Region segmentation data
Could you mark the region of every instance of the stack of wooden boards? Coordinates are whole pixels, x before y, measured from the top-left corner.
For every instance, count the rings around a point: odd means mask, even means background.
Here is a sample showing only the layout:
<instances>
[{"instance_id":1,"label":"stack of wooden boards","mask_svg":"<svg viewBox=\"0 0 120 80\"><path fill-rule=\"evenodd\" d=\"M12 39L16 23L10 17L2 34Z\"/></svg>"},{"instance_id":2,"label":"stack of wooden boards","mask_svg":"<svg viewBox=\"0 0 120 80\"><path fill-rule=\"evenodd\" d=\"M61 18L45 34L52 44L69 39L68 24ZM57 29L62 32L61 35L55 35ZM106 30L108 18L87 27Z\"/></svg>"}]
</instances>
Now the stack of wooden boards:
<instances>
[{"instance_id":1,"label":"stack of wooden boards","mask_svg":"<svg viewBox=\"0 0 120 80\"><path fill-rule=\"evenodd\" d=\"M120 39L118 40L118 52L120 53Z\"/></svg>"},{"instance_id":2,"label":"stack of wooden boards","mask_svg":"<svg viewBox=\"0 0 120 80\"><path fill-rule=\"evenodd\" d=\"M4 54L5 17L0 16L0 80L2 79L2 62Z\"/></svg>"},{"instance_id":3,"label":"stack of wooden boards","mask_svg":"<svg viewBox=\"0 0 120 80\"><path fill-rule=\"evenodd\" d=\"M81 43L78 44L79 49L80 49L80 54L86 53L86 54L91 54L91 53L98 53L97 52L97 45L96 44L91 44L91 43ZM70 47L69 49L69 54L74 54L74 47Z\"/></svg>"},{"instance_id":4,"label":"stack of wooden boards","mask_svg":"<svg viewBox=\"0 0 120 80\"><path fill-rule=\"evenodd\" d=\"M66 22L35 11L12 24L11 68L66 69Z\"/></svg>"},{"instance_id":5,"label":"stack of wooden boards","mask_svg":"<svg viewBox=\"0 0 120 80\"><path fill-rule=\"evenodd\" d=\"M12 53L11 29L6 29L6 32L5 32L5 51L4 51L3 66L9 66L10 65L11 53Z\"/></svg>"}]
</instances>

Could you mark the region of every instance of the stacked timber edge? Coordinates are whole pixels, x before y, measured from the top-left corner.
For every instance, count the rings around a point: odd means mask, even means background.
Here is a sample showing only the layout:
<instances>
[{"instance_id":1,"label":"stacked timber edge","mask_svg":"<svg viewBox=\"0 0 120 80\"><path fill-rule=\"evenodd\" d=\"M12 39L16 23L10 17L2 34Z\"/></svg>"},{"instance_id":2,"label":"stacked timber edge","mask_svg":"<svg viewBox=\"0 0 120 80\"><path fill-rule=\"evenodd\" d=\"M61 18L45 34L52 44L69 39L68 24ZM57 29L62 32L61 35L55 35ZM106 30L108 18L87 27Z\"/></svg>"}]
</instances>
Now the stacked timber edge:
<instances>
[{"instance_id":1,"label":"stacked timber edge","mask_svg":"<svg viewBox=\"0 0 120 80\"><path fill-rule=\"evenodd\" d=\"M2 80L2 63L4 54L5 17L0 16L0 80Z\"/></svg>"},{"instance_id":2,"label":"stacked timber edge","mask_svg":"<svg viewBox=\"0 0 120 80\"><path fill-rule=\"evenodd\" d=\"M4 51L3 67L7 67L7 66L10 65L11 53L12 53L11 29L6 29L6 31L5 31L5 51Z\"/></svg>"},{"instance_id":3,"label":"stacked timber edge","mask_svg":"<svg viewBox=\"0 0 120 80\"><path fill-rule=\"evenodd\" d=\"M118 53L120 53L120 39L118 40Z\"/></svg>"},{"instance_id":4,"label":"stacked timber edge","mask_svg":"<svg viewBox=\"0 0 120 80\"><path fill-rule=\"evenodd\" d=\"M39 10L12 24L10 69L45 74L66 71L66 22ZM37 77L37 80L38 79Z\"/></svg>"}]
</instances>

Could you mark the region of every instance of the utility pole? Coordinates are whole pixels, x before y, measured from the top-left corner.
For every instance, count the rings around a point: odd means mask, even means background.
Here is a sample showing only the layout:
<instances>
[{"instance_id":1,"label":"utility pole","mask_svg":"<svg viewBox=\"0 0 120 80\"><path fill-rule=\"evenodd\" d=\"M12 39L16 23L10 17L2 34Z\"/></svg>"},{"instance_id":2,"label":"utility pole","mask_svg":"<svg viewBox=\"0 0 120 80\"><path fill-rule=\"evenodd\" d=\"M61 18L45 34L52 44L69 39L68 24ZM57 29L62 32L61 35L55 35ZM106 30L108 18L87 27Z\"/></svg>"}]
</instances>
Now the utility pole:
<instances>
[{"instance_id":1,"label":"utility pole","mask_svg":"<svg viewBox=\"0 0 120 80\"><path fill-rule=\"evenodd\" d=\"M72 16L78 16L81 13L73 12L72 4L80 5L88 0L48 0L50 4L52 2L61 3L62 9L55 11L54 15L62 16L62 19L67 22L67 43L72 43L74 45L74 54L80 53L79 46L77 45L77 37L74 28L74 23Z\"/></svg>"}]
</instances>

Direction:
Retype every entry word for word.

Result for this exercise:
Could you mark the region of every instance of the stack of wooden boards? Coordinates are whole pixels, x before y, measured from the top-left corner.
For every instance, count the rings around a point: odd means mask, even means background.
Here is a sample showing only the layout:
<instances>
[{"instance_id":1,"label":"stack of wooden boards","mask_svg":"<svg viewBox=\"0 0 120 80\"><path fill-rule=\"evenodd\" d=\"M12 39L16 23L10 17L2 34Z\"/></svg>"},{"instance_id":2,"label":"stack of wooden boards","mask_svg":"<svg viewBox=\"0 0 120 80\"><path fill-rule=\"evenodd\" d=\"M61 18L45 34L52 44L69 39L68 24ZM57 29L62 32L61 35L55 35ZM106 30L108 18L87 27Z\"/></svg>"}]
</instances>
Now the stack of wooden boards:
<instances>
[{"instance_id":1,"label":"stack of wooden boards","mask_svg":"<svg viewBox=\"0 0 120 80\"><path fill-rule=\"evenodd\" d=\"M120 39L118 40L118 52L120 53Z\"/></svg>"},{"instance_id":2,"label":"stack of wooden boards","mask_svg":"<svg viewBox=\"0 0 120 80\"><path fill-rule=\"evenodd\" d=\"M4 54L5 17L0 16L0 80L2 79L2 62Z\"/></svg>"},{"instance_id":3,"label":"stack of wooden boards","mask_svg":"<svg viewBox=\"0 0 120 80\"><path fill-rule=\"evenodd\" d=\"M81 43L78 44L79 49L80 49L80 54L86 53L86 54L91 54L91 53L98 53L97 52L97 45L96 44L91 44L91 43ZM70 47L69 49L69 54L74 54L74 47Z\"/></svg>"},{"instance_id":4,"label":"stack of wooden boards","mask_svg":"<svg viewBox=\"0 0 120 80\"><path fill-rule=\"evenodd\" d=\"M66 22L35 11L12 24L11 68L66 69Z\"/></svg>"},{"instance_id":5,"label":"stack of wooden boards","mask_svg":"<svg viewBox=\"0 0 120 80\"><path fill-rule=\"evenodd\" d=\"M12 53L11 29L6 29L6 32L5 32L5 51L4 51L3 66L9 66L10 65L11 53Z\"/></svg>"}]
</instances>

Could you mark the region of every instance of the stacked timber edge? Coordinates are whole pixels, x before y, measured from the top-left corner.
For every instance, count the rings around a point: odd means mask, even means background.
Here is a sample showing only the layout:
<instances>
[{"instance_id":1,"label":"stacked timber edge","mask_svg":"<svg viewBox=\"0 0 120 80\"><path fill-rule=\"evenodd\" d=\"M12 39L16 23L10 17L2 34Z\"/></svg>"},{"instance_id":2,"label":"stacked timber edge","mask_svg":"<svg viewBox=\"0 0 120 80\"><path fill-rule=\"evenodd\" d=\"M61 18L45 34L52 44L69 39L68 24ZM57 29L62 32L61 35L55 35ZM106 30L108 18L87 27Z\"/></svg>"}]
</instances>
Now the stacked timber edge:
<instances>
[{"instance_id":1,"label":"stacked timber edge","mask_svg":"<svg viewBox=\"0 0 120 80\"><path fill-rule=\"evenodd\" d=\"M2 80L2 63L4 54L5 17L0 16L0 80Z\"/></svg>"},{"instance_id":2,"label":"stacked timber edge","mask_svg":"<svg viewBox=\"0 0 120 80\"><path fill-rule=\"evenodd\" d=\"M4 51L3 67L7 67L7 66L10 65L11 53L12 53L11 29L6 29L6 31L5 31L5 51Z\"/></svg>"},{"instance_id":3,"label":"stacked timber edge","mask_svg":"<svg viewBox=\"0 0 120 80\"><path fill-rule=\"evenodd\" d=\"M118 53L120 53L120 39L118 40Z\"/></svg>"},{"instance_id":4,"label":"stacked timber edge","mask_svg":"<svg viewBox=\"0 0 120 80\"><path fill-rule=\"evenodd\" d=\"M39 10L12 24L10 69L45 74L66 71L66 22ZM37 77L37 80L38 79Z\"/></svg>"}]
</instances>

Could you mark the region of every instance of the utility pole? Coordinates are whole pixels, x before y, measured from the top-left corner.
For every instance, count the rings around a point: odd means mask, even means background.
Here is a sample showing only the layout:
<instances>
[{"instance_id":1,"label":"utility pole","mask_svg":"<svg viewBox=\"0 0 120 80\"><path fill-rule=\"evenodd\" d=\"M12 39L16 23L10 17L2 34Z\"/></svg>"},{"instance_id":2,"label":"utility pole","mask_svg":"<svg viewBox=\"0 0 120 80\"><path fill-rule=\"evenodd\" d=\"M61 18L45 34L52 44L69 39L68 24ZM57 29L62 32L61 35L55 35ZM106 30L108 18L87 27Z\"/></svg>"}]
</instances>
Now the utility pole:
<instances>
[{"instance_id":1,"label":"utility pole","mask_svg":"<svg viewBox=\"0 0 120 80\"><path fill-rule=\"evenodd\" d=\"M72 16L78 16L81 13L73 12L72 4L80 5L88 0L48 0L50 4L52 2L61 3L62 9L55 11L54 15L62 16L62 19L67 22L67 43L72 43L74 45L74 54L80 53L79 46L77 45L77 37L74 28L74 23Z\"/></svg>"}]
</instances>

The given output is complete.